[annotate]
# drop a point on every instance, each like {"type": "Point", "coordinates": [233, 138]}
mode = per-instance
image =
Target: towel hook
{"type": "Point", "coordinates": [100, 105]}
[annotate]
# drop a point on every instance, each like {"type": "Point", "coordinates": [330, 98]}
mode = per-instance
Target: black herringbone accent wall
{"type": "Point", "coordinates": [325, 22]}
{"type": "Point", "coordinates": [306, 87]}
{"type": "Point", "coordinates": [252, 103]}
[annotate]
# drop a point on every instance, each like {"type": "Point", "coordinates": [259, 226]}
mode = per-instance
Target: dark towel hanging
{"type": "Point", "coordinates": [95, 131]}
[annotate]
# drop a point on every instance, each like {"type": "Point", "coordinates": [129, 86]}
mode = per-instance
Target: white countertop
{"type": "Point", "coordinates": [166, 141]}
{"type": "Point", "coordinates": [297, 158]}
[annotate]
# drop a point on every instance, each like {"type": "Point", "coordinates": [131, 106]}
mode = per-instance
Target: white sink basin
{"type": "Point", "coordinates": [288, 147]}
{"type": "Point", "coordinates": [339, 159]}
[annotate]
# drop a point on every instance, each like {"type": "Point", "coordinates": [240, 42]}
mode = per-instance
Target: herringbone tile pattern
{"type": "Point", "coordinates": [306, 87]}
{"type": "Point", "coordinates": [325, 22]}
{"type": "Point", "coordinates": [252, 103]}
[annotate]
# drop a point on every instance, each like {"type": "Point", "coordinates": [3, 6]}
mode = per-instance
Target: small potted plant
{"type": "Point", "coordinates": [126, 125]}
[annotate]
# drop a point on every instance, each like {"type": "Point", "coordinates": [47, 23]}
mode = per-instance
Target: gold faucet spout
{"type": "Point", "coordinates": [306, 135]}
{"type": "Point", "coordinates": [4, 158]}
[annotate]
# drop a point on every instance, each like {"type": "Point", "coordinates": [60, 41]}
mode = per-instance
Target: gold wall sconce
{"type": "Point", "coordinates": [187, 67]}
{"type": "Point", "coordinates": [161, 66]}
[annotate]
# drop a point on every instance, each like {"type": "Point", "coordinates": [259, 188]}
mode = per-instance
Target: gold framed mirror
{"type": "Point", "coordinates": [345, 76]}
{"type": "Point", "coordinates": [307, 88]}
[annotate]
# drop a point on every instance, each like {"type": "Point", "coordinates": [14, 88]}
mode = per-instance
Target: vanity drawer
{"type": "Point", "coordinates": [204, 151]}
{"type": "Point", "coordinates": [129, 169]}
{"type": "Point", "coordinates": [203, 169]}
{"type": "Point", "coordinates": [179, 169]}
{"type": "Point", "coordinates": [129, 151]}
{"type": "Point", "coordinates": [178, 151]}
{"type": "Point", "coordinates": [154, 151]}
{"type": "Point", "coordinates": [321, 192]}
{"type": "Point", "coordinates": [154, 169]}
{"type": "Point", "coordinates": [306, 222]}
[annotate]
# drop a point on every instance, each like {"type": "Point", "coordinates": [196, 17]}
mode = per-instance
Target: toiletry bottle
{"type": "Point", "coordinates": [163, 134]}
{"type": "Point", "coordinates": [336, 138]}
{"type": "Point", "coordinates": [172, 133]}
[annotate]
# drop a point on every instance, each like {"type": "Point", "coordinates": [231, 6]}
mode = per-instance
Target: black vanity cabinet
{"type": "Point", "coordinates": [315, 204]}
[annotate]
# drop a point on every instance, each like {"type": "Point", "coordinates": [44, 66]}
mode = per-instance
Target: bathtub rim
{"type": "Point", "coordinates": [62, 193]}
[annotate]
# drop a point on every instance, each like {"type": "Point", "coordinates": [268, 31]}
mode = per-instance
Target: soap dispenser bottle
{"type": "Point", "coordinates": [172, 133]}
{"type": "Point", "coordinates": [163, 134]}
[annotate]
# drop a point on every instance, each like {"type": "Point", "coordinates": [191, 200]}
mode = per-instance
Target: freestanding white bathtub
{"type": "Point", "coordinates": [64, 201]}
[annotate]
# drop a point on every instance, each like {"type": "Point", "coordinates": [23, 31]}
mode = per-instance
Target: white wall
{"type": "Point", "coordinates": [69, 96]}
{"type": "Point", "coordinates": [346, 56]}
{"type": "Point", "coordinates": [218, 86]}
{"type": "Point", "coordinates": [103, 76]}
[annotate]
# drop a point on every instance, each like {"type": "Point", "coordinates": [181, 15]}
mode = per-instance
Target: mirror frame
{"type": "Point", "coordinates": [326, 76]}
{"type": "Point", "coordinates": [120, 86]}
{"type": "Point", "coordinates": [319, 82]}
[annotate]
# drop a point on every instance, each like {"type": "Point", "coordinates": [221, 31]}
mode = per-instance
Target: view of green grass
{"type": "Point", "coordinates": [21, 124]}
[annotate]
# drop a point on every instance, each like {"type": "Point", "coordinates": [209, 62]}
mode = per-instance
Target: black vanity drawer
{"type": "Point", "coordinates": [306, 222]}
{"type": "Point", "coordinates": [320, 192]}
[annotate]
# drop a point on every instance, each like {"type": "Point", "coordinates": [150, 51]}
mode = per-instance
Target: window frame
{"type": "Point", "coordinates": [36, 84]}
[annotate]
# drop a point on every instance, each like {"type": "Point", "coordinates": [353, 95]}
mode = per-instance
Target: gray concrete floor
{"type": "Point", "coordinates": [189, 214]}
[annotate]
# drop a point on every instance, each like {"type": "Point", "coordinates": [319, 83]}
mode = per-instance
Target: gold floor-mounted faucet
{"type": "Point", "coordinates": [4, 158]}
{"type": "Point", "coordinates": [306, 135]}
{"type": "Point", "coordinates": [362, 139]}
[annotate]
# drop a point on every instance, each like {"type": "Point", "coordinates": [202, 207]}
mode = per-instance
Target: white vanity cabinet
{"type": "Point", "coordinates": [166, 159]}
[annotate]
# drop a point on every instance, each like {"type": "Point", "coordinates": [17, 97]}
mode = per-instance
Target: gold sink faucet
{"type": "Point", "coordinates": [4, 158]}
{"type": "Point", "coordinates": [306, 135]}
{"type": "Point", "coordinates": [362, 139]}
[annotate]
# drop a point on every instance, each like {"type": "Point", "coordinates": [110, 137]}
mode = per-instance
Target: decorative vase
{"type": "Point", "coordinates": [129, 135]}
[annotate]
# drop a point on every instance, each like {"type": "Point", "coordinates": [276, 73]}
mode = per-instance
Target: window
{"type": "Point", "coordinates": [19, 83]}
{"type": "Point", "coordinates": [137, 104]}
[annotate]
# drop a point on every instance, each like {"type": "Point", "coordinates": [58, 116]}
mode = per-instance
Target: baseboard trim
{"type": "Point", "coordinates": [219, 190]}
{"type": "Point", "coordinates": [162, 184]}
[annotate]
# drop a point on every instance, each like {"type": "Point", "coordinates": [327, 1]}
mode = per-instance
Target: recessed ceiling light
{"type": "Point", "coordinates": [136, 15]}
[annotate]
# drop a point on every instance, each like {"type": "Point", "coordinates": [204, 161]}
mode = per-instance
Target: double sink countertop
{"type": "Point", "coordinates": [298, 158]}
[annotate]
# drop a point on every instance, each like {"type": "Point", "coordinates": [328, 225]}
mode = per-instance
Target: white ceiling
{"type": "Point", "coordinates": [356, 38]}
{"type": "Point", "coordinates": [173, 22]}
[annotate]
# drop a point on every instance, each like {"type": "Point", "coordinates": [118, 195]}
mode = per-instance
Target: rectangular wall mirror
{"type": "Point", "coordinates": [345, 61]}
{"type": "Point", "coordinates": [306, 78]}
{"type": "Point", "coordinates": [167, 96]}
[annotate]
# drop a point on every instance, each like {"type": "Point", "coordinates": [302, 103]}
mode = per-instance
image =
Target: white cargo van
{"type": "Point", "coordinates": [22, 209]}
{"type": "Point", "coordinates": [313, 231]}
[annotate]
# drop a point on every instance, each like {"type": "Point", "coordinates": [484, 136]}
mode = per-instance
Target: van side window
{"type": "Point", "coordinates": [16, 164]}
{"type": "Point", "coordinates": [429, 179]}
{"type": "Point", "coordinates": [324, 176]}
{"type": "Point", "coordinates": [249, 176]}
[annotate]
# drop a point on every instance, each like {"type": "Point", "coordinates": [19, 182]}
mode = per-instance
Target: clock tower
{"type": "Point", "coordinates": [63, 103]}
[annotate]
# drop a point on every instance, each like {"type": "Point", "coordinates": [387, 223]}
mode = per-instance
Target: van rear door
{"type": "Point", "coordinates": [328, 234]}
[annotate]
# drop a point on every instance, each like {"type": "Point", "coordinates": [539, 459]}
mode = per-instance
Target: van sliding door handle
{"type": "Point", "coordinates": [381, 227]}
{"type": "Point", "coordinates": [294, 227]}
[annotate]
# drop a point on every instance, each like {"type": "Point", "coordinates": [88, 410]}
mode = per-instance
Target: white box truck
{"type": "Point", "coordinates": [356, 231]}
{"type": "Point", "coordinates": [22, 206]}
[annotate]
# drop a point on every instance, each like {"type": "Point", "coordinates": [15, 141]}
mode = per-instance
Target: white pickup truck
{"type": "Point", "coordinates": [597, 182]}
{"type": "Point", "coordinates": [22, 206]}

**The exercise**
Extract every line of the records above that contains the string "towel", and list those lines in their original order.

**Final answer**
Target: towel hook
Target: dark towel hanging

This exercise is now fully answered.